* _What is required_
From the first line to the last, set down the material exactly and drop every picture.
BEGIN Material provided
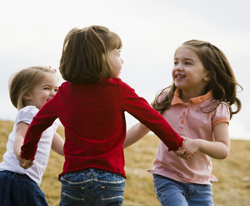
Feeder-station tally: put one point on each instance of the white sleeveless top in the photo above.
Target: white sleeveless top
(10, 162)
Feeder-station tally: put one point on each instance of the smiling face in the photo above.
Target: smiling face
(43, 91)
(115, 62)
(188, 73)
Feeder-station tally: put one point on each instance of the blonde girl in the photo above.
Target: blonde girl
(198, 105)
(91, 105)
(29, 90)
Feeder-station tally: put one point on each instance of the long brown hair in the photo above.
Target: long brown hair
(84, 55)
(223, 83)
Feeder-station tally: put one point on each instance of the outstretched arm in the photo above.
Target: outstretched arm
(57, 144)
(20, 133)
(134, 134)
(219, 149)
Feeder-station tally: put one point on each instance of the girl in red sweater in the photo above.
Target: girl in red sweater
(91, 105)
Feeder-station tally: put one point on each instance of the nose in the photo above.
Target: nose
(52, 93)
(178, 67)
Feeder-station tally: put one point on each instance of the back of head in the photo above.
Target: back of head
(223, 82)
(84, 55)
(24, 82)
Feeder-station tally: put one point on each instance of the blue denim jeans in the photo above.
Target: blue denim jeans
(19, 190)
(93, 187)
(172, 193)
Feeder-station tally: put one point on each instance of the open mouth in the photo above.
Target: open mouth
(178, 76)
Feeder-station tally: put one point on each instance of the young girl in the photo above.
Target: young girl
(91, 106)
(199, 105)
(30, 89)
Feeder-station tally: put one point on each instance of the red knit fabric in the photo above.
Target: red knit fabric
(95, 127)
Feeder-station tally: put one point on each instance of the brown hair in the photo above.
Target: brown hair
(222, 83)
(84, 55)
(24, 82)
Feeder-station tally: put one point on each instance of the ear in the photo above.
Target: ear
(27, 97)
(207, 77)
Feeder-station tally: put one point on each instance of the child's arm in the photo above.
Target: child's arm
(219, 149)
(21, 130)
(57, 144)
(20, 134)
(134, 134)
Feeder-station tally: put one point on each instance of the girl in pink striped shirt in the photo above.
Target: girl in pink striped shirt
(197, 105)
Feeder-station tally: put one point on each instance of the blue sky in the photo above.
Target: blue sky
(32, 33)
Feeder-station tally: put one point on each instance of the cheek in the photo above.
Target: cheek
(173, 74)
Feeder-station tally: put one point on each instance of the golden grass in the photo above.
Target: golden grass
(233, 188)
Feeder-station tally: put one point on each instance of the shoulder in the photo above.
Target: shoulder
(162, 95)
(221, 113)
(26, 114)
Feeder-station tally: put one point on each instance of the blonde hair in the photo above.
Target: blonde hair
(24, 82)
(223, 83)
(84, 54)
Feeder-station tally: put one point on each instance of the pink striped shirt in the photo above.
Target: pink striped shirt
(188, 120)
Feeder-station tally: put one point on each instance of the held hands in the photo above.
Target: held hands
(188, 149)
(23, 162)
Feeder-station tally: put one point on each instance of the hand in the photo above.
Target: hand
(190, 147)
(23, 162)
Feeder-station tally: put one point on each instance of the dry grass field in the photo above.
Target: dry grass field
(233, 188)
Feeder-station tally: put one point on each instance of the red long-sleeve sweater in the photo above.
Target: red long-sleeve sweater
(95, 127)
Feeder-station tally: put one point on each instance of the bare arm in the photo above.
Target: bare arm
(21, 130)
(219, 149)
(134, 134)
(57, 144)
(20, 134)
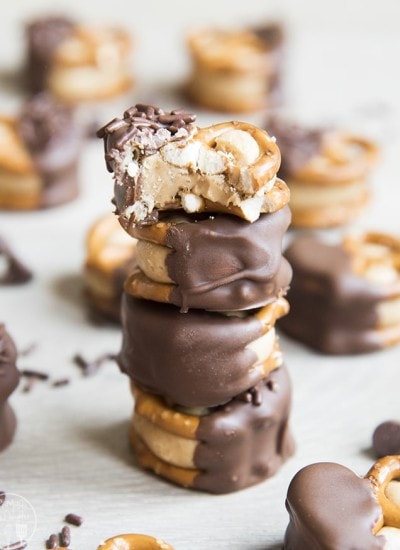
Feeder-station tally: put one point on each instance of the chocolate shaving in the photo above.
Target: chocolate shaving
(74, 519)
(52, 541)
(60, 382)
(65, 537)
(16, 272)
(31, 373)
(89, 368)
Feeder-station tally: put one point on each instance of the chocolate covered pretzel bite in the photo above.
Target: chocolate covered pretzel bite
(217, 450)
(162, 161)
(9, 379)
(200, 358)
(218, 263)
(331, 508)
(235, 70)
(327, 172)
(110, 257)
(39, 155)
(77, 62)
(345, 298)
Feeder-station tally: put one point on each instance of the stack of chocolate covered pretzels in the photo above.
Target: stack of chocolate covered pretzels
(212, 398)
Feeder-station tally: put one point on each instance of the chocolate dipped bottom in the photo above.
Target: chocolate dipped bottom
(331, 508)
(199, 358)
(9, 378)
(332, 308)
(54, 140)
(232, 447)
(220, 262)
END Material provided
* _Response area_
Feeder-station tally: put one point on each instance of the white sleeveless top in the photo above.
Target: white sleeveless top
(10, 162)
Feeder-station tally: put one point on each instance of the smiling face in the photo above.
Target: smiling face
(43, 91)
(115, 62)
(188, 73)
Feeder-station tally: put one point on each instance of the blonde girl in the photo above.
Target: blonde girl
(198, 105)
(91, 105)
(29, 90)
Feeder-station tally: put one point on each instance of the long brown hair in the photo above.
Target: long brown hair
(84, 55)
(223, 83)
Feeder-station tally: put one point on each instance of the outstretched arm in the photo above.
Target: outstretched arm
(57, 144)
(20, 133)
(134, 134)
(219, 149)
Feeder-station tally: put one point on each instance of the girl in red sweater in the photo above.
Target: girl in red sweater
(91, 105)
Feeder-station tally: put one point on each instance of the nose in the photo above.
Target: nose
(52, 93)
(178, 67)
Feeder-station tally: put one point on each instance of the back of head in the photo above.
Target: back of head
(223, 82)
(84, 55)
(24, 82)
Feeder-station tally: put one point on each instance of the blue denim jeans in the photo above.
Target: blue denim jeans
(19, 190)
(93, 187)
(172, 193)
Feeder-station tally: put one point on each instance of the open mouth in the photo above.
Target: open mouth
(178, 76)
Feeder-station tally: put one point on each instance of the young girl in the photo above.
Target: young girl
(91, 106)
(199, 105)
(30, 89)
Feeder-station tally: put one point on each instance of the red knit fabric in the photo above.
Target: red knit fabric
(95, 127)
Feeder-station tally: put one point on each instance of the brown hair in the photo above.
Target: brown hair
(222, 83)
(84, 55)
(24, 82)
Feeder-station tally: put one point on each instance of the ear in the photo above.
Target: ear
(27, 97)
(207, 77)
Feeder-station tally: put one point on each instance of the child's arm in the photo above.
Target: child's arm
(219, 149)
(21, 130)
(57, 144)
(20, 134)
(134, 134)
Feeder-station tally: put one point on each instance of the girl in pink striped shirt in the photo above.
Target: girl in pink striped shirt
(197, 105)
Feeder-station tally: put one point on each instance of the blue sky in the photo above.
Target: blue sky
(32, 33)
Feeder-station tally: put one point on each instance of the cheek in the photo above.
Target: cheek
(173, 74)
Feeder-station tally: put one point on each instance of the golden grass in the photo above.
Target: golden grass
(233, 188)
Feeder-station tally: put one point on each instance of the shoulder in the photo above.
Target: shoulder
(162, 95)
(221, 113)
(26, 114)
Feeder-station tally: put one point on each instance of the blonde hair in the photo above.
Target: blonde hair
(24, 82)
(223, 83)
(84, 54)
Feeder-station tally: put one point on each instance of the pink striped shirt in the photo above.
Target: pink striped shirt
(188, 120)
Feeder-station tally: put one point on each instance of the held hands in the photo above.
Target: held hands
(188, 149)
(23, 162)
Feeder-station tally: put one point on each instance of the hand in the photo above.
Target: hand
(190, 147)
(23, 162)
Feeder-station tally: put one point on each instance of the dry grass field in the photo above.
Target: dry grass field
(233, 188)
Feeder-station tally: put one point on each instance of the red long-sleeve sweater in the photo above.
Target: red long-sleeve sweater
(95, 127)
Feeder-station tally: put one point on each instance of the bare arm in the photo above.
Target: bare arm
(21, 130)
(219, 149)
(134, 134)
(57, 144)
(20, 134)
Feeder-station tally: put one point on each instance of the chocolate shaving in the photo above.
Target: chocolate shaving
(74, 519)
(52, 541)
(60, 382)
(65, 537)
(16, 272)
(31, 373)
(89, 368)
Feeder-station tally: put one point on each instance of the chocolate covered pretzel bite in the photo above.
Target: chocolate covered pretzel bite
(217, 450)
(162, 161)
(9, 379)
(200, 358)
(218, 263)
(331, 508)
(235, 70)
(327, 172)
(110, 257)
(39, 155)
(77, 62)
(345, 298)
Feeder-station tally: put one point on each instance of the stack of chocolate covered pretzels in the photo above.
Target: stack of chocolate covered pretzels
(212, 398)
Feeder-station tally: put one point on each instance of the chocolate dipped bottom in the photo above.
Target: chocolate dipped bottom
(331, 508)
(199, 358)
(9, 378)
(332, 308)
(54, 140)
(232, 447)
(220, 262)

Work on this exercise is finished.